▸ **TASK INSTRUCTIONS**
The records are to be restated in their entirety, word for word.

▸ **TASK INPUT**
++++

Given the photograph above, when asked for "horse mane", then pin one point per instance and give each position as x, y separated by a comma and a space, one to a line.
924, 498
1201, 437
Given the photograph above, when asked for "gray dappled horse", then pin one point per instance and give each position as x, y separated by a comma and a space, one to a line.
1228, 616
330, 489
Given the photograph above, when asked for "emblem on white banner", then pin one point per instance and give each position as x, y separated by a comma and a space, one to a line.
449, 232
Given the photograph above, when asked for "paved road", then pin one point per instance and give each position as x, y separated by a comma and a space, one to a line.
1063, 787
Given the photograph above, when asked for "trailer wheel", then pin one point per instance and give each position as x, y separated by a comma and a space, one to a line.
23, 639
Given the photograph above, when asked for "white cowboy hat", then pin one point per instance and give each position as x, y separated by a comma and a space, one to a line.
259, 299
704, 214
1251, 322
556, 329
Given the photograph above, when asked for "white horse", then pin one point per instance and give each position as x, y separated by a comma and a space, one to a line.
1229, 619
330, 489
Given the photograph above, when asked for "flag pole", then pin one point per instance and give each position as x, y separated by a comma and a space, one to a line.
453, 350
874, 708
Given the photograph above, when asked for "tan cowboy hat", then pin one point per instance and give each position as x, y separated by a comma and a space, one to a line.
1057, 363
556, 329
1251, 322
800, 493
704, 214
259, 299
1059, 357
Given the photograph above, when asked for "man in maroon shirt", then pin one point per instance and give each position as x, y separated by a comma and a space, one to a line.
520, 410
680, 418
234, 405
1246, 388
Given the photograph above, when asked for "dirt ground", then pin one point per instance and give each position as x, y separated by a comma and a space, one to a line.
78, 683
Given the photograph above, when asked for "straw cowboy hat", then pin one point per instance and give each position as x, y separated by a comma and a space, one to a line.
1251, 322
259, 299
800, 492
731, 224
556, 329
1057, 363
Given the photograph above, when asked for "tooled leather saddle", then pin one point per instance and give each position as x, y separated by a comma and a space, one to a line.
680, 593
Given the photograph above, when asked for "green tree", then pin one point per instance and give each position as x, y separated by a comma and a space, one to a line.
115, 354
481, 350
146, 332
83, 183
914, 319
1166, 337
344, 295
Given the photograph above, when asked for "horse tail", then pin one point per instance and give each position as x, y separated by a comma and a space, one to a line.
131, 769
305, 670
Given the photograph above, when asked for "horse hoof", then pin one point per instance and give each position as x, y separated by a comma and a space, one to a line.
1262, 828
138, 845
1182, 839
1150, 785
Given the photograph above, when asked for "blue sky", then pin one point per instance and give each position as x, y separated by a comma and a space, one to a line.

++++

▸ **ANSWER FOR THIS EXERCISE**
Given the photograph above, when asked for "horse mane", then pin one point per instance and give each position as x, y separated by a comma and a space, one to a line.
924, 498
1201, 437
Given the photograph above, when asked for "gray dappled horse", then pin one point per instance and give each position as x, y separated by a comma and a space, one to a line.
1228, 616
330, 489
Given the photograph above, when asked for "emblem on white banner", then pin one point per instance and give each position as x, y separated by a comma and a space, one to a line.
449, 232
Given the photograph above, when asked for "paved road", then pin one point per instance and give each position as x, y separated by a comma and a space, one to a line.
1063, 787
Given the photograph above, when asked for "trailer wheel", then pin one point per instance and give each position as x, y separated by a comma and a space, one to a line.
23, 639
Given the photograph above, when asked for "white cowboy hat", then pin one point per instance and give each position as x, y separated by a comma and a space, one to a line.
259, 299
704, 214
1251, 322
556, 329
Given the photograph above, when asked for "white horse", then pin one point per instance and give each position as x, y separated by a comma and a space, one to a line.
1229, 619
330, 489
Given the photograph above, when asked for "flag pole", then pin one point per instance and give each position as x, y separated by a comma and a space, one to a line.
453, 350
874, 708
Given the photograph above, when asked for "tan cowboy hat", then pin one point per instance and give each position as x, y separated by a comma and a space, one to a line.
1057, 363
556, 329
1251, 322
800, 493
704, 214
259, 299
1059, 357
Given the photograph above, when asked for "man in maroon shirt", then pin one point per instance and give each position as x, y separated by a comma and a space, one to a line.
520, 410
680, 418
234, 405
1246, 388
Given the photograph above, when asked for "dirt ground", then pin one point per instance and give each position as x, y separated by a comma and a space, one to a line.
78, 683
Given the photograph above, when asked for "straw cowboy hat", then pin one point per instance and give each position as x, y separated by a comma and a space, one to a line.
1251, 322
259, 299
800, 492
731, 224
556, 329
1057, 363
Given the photograph above, when asked for "tooled leather saddle", then pin one point per instance and give each position as x, y separated by a comma and a space, one to a line.
680, 593
Given the photograph above, when asked for "green tree", then pin one point per instance and give each position as x, y separated by a comma and a space, one to a line.
115, 354
481, 350
146, 332
83, 183
914, 319
1166, 337
344, 295
Given the photograph above, when asked for "horse tail", then pin one point per instance and give each position as x, y separated by a comma and a space, one to a line.
131, 769
305, 670
Given the photograph above, when asked for "horse hoof", then pin one point per instance and give each position as x, y separated by a comma and a space, one to a line.
1262, 828
138, 845
1182, 839
1150, 785
Given the photograph above, when asked for "blue sky", then pin one point per instance and give each position as x, y separated by a comma and a space, one to a line.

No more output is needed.